Sebastian-Justus Schmidt im DDIM Interview: Unternehmerische Energieautonomie am Beispiel grüner Wasserstoff

Ein DDIM Interview mit Sebastian-Justus Schmidt, Keynote Speaker beim DDIM.kongress // 2023

Herr Schmidt, grüner Wasserstoff wurde schon vor über 20 Jahren als Lösung für die Energiewende gefeiert. Was hat sich seitdem getan?

Bei allen neuen Technologien werden zunächst Ideen skizziert und dann diese schnell als Lösungen gefeiert. Doch letztendlich müssen diese Ideen um Technologien erst von Unternehmen umgesetzt werden und führen dann zu konkreten Produkten. Im Bereich grüner Wasserstoff haben wir, zusammen mit anderen Unternehmen, konkrete Anwendungsbeispiele geschaffen und grünen Wasserstoff in verschiedenen Branchen eingeführt. Die zunehmende Akzeptanz unserer Produkte trägt u.a. dazu bei, dass diese auch kosteneffizienter werden. Dies wird in den nächsten Jahren dazu führen, dass wir eine wirkliche Wasserstoffgesellschaft etablieren können.

Beginnen wir in Deutschland und Europa: In welchen Bereichen ist die Gewinnung und Nutzung von grünem Wasserstoff schon heute etabliert?

Vollständig etabliert ist sie leider noch in keinem Bereich, aber wir arbeiten kontinuierlich daran, dorthin zu gelangen. Durch zahlreiche kleinere „First-Mover-Lösungen“ beobachten wir eine signifikante Zunahme des Verständnisses für grünen Wasserstoff. Dies trägt zur Entmystifizierung der Technologie bei, wodurch sie zunehmend greifbarer und verständlicher für die breite Bevölkerung wird. Diese Entwicklung erleichtert wiederum den Einsatz von Wasserstoff in verschiedenen neuen Projekten.

Gibt es Bereiche, von denen sie denken, dass dort in Europa bereits mehr passiert?

■ Pointing-Datensätze ■
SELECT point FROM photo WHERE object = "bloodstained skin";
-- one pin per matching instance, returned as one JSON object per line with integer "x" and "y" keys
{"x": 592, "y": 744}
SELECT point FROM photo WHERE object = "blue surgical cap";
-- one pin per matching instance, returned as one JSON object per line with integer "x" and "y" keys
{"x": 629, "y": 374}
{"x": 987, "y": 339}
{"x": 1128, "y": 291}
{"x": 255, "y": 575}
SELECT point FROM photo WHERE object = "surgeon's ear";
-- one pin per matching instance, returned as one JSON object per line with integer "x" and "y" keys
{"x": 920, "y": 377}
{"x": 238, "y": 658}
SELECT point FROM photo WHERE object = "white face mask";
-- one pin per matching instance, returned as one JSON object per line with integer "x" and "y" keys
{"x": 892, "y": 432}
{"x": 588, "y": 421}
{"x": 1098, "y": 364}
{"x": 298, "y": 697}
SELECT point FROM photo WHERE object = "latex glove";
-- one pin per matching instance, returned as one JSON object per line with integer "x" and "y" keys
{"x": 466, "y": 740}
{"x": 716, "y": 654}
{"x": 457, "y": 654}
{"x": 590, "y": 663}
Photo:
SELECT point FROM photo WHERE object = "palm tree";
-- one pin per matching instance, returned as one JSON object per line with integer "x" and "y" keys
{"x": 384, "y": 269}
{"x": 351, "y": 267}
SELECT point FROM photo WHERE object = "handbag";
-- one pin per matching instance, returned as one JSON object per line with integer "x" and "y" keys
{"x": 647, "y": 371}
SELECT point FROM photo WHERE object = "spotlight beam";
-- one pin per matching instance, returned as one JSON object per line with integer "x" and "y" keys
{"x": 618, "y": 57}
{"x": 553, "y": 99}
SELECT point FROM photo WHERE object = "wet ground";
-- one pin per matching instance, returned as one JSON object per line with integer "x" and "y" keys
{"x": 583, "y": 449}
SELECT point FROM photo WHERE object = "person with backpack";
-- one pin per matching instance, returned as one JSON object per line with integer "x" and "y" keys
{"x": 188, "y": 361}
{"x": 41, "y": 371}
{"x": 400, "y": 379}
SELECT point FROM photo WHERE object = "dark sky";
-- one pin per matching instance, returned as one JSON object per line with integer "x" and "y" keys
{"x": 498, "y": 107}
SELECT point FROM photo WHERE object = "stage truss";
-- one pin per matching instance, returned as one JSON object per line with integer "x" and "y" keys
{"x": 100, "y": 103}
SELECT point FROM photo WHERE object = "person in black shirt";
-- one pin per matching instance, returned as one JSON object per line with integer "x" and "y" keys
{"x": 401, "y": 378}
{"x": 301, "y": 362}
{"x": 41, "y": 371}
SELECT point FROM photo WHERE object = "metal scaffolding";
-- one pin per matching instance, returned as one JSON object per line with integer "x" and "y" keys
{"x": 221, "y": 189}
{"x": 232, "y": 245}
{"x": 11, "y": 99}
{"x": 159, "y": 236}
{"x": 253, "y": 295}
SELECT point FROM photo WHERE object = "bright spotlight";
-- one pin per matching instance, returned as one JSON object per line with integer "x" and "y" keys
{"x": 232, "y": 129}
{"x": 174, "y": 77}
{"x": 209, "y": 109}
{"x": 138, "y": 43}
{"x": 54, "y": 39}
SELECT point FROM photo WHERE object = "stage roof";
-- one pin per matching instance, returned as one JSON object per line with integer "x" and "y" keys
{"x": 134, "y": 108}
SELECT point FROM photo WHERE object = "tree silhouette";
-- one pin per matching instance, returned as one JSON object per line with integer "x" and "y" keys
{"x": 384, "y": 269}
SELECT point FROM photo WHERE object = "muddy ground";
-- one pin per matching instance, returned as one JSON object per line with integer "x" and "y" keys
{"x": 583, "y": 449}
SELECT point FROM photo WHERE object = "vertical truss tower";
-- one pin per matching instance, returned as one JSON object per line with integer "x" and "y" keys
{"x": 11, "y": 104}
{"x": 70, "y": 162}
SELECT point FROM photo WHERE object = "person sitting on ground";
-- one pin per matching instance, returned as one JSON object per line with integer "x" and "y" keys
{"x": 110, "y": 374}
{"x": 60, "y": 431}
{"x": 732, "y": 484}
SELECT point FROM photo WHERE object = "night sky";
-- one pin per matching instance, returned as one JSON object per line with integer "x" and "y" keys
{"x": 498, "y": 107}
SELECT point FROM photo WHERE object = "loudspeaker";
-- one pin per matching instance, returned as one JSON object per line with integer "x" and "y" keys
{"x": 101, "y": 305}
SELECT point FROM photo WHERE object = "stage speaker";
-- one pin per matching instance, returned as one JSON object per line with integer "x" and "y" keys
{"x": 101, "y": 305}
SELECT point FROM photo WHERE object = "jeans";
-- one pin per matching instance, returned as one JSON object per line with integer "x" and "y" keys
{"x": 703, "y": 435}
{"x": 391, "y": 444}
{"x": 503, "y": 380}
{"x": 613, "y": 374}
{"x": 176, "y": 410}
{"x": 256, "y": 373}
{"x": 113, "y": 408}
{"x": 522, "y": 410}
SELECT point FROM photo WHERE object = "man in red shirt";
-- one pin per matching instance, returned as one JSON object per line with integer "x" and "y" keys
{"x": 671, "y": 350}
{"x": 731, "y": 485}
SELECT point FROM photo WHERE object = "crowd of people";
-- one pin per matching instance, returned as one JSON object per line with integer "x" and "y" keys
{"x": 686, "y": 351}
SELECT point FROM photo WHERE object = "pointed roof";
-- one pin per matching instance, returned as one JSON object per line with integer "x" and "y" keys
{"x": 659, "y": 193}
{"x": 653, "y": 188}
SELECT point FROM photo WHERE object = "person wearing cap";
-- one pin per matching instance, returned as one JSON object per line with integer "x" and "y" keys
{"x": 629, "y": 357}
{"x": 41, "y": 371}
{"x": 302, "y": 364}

■ Aufgabe ■
Aktualisiere im Interview über grünen Wasserstoff die Stelle, die mit „Vollständig etabliert ist“ anfängt und mit „bereits mehr passiert?“ aufhört: Setze „Entzauberung“ anstelle von „Entmystifizierung“ ein und schreib die Stelle neu hin.

■ Lösung ■
Vollständig etabliert ist sie leider noch in keinem Bereich, aber wir arbeiten kontinuierlich daran, dorthin zu gelangen. Durch zahlreiche kleinere „First-Mover-Lösungen“ beobachten wir eine signifikante Zunahme des Verständnisses für grünen Wasserstoff. Dies trägt zur Entzauberung der Technologie bei, wodurch sie zunehmend greifbarer und verständlicher für die breite Bevölkerung wird. Diese Entwicklung erleichtert wiederum den Einsatz von Wasserstoff in verschiedenen neuen Projekten.

Gibt es Bereiche, von denen sie denken, dass dort in Europa bereits mehr passiert?